### Records provided ###
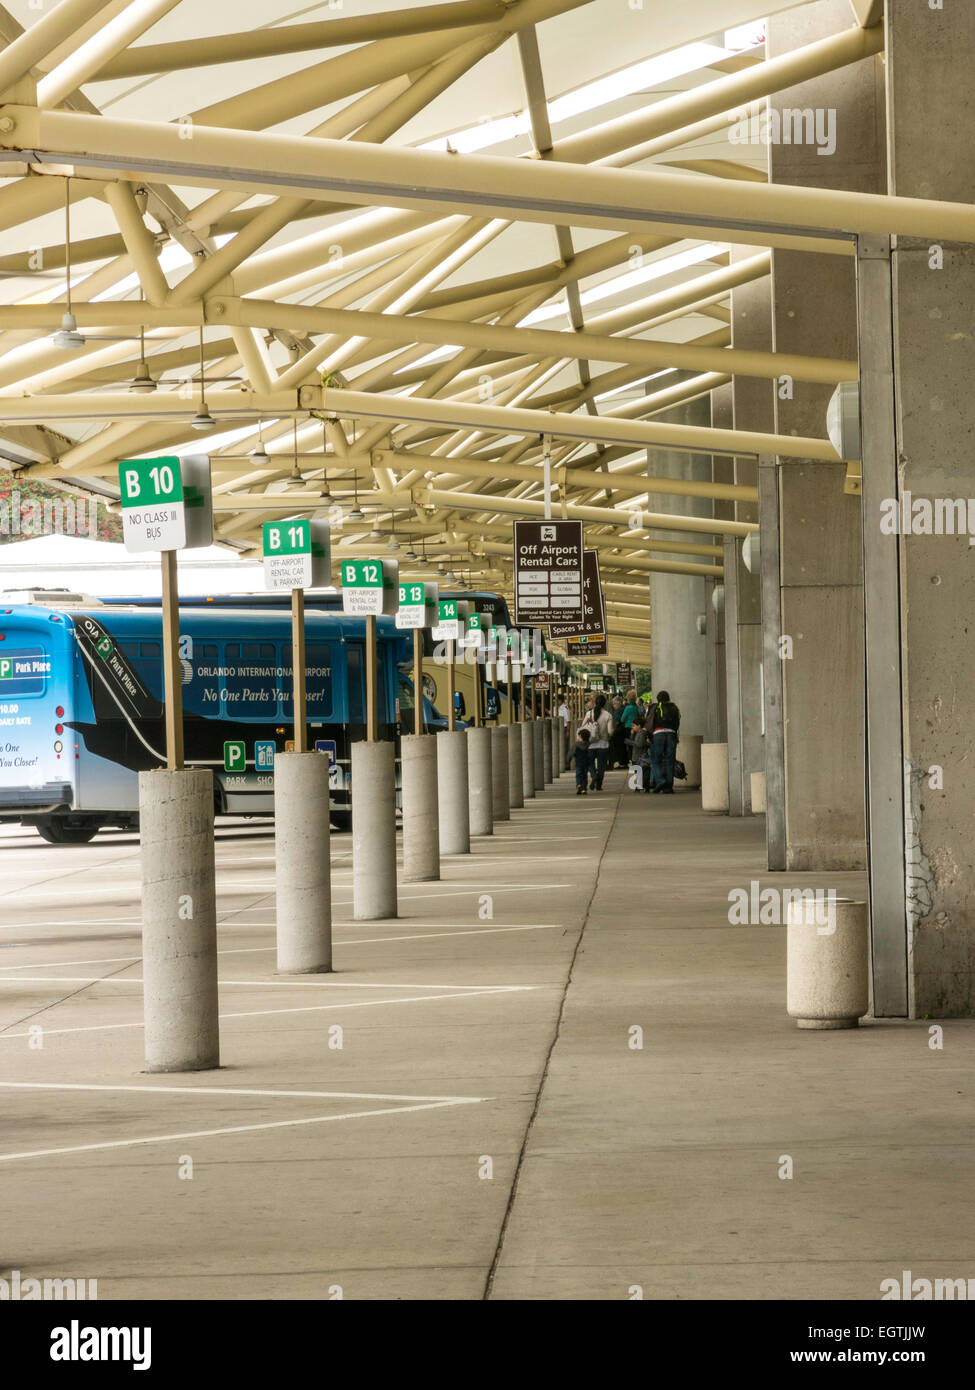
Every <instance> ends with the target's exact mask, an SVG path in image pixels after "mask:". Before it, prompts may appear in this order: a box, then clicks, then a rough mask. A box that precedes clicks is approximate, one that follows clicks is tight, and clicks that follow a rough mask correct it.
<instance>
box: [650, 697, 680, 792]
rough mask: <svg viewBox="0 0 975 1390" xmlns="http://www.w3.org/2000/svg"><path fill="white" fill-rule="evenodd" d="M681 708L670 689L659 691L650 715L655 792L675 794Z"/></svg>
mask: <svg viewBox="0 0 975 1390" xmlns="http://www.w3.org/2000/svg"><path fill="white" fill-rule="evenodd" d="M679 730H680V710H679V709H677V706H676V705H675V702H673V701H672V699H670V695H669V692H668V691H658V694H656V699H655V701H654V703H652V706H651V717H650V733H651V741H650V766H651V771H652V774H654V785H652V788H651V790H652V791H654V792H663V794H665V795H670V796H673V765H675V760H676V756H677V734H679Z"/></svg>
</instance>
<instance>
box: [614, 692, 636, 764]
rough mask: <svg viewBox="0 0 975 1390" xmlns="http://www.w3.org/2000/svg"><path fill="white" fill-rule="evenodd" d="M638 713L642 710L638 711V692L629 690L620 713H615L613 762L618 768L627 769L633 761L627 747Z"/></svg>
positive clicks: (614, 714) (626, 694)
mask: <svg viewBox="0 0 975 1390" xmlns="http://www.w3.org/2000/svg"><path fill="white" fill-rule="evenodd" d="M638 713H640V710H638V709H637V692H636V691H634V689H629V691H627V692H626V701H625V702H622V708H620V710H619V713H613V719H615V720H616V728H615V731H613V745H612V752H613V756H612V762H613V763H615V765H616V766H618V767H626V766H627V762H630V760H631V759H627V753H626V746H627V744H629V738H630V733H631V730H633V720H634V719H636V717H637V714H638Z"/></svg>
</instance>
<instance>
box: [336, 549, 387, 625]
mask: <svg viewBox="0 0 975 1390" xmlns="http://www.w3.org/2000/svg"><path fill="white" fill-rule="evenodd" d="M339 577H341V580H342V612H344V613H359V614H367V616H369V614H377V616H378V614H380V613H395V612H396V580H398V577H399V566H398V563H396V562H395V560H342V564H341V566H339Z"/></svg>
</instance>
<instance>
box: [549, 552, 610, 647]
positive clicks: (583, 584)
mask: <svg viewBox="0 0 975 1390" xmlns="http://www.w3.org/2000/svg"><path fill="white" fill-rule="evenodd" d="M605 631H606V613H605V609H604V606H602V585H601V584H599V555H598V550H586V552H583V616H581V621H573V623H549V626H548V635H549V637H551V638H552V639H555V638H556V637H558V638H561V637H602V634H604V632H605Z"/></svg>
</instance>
###
Action item: Return, exactly as written, the "box: [549, 552, 610, 647]" line and each line after it through the end of the listing above.

Your response:
box: [549, 552, 610, 647]
positive clicks: (583, 584)
mask: <svg viewBox="0 0 975 1390" xmlns="http://www.w3.org/2000/svg"><path fill="white" fill-rule="evenodd" d="M605 631H606V613H605V609H604V606H602V585H601V584H599V555H598V550H586V552H583V616H581V621H573V623H549V626H548V635H549V637H551V638H552V639H555V638H556V637H558V638H561V637H602V634H604V632H605Z"/></svg>
</instance>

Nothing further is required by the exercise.